Work to complete: Filter this material down to the lines that hold "part", copying each one.

Source information:
--- --- ---

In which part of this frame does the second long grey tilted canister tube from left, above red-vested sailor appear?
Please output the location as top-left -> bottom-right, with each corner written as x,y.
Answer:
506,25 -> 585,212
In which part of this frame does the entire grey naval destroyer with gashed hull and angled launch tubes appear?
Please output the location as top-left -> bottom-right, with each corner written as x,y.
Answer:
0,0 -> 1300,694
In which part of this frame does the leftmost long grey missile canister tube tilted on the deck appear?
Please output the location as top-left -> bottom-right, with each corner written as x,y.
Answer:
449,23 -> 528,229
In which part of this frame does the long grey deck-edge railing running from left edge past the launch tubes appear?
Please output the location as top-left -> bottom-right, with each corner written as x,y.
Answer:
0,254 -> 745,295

--- --- ---

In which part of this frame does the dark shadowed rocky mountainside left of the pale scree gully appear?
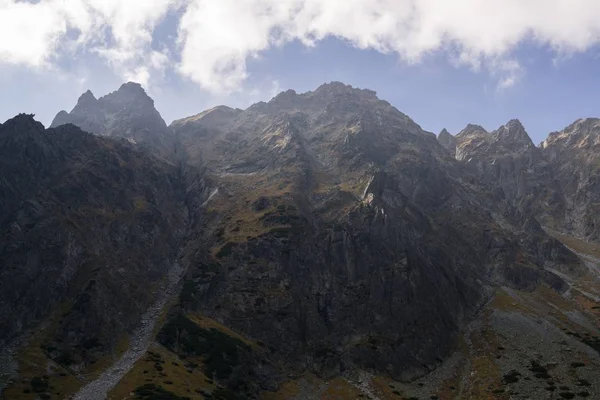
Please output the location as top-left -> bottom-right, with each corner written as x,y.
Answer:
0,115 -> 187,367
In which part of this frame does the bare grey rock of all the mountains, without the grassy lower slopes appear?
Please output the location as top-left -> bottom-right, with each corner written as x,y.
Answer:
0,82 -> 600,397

--- --- ---

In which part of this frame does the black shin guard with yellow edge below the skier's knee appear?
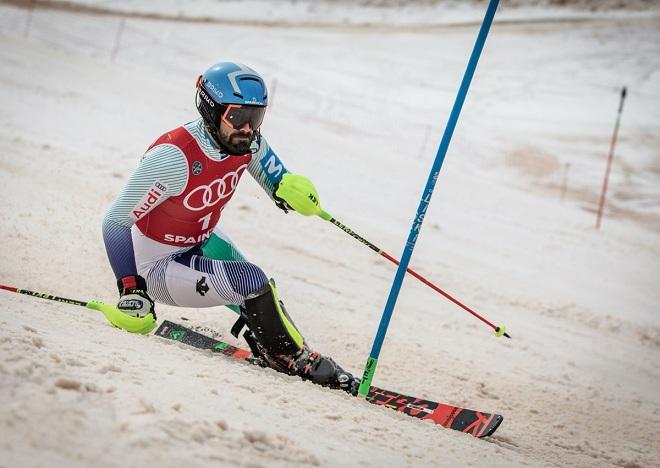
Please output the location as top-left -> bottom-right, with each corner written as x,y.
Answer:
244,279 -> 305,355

--- --- ---

Your solution:
In which part of this frame does the second long grey tilted canister tube from left, above red-vested sailor appear?
In which part of this frame does the entire grey naval destroyer with gashed hull and angled launch tubes appear?
In which part of this frame does the leftmost long grey missile canister tube tilted on the deck appear?
In which part of this frame does the long grey deck-edge railing running from left edge past the launch tubes appear?
In which part of this frame does the dark shadowed rocky mountainside left of the pale scree gully appear?
In which part of this frame does the bare grey rock of all the mountains, without the grassy lower slopes appear?
In which part of this frame does the black shin guard with yellow edge below the skier's knee appear?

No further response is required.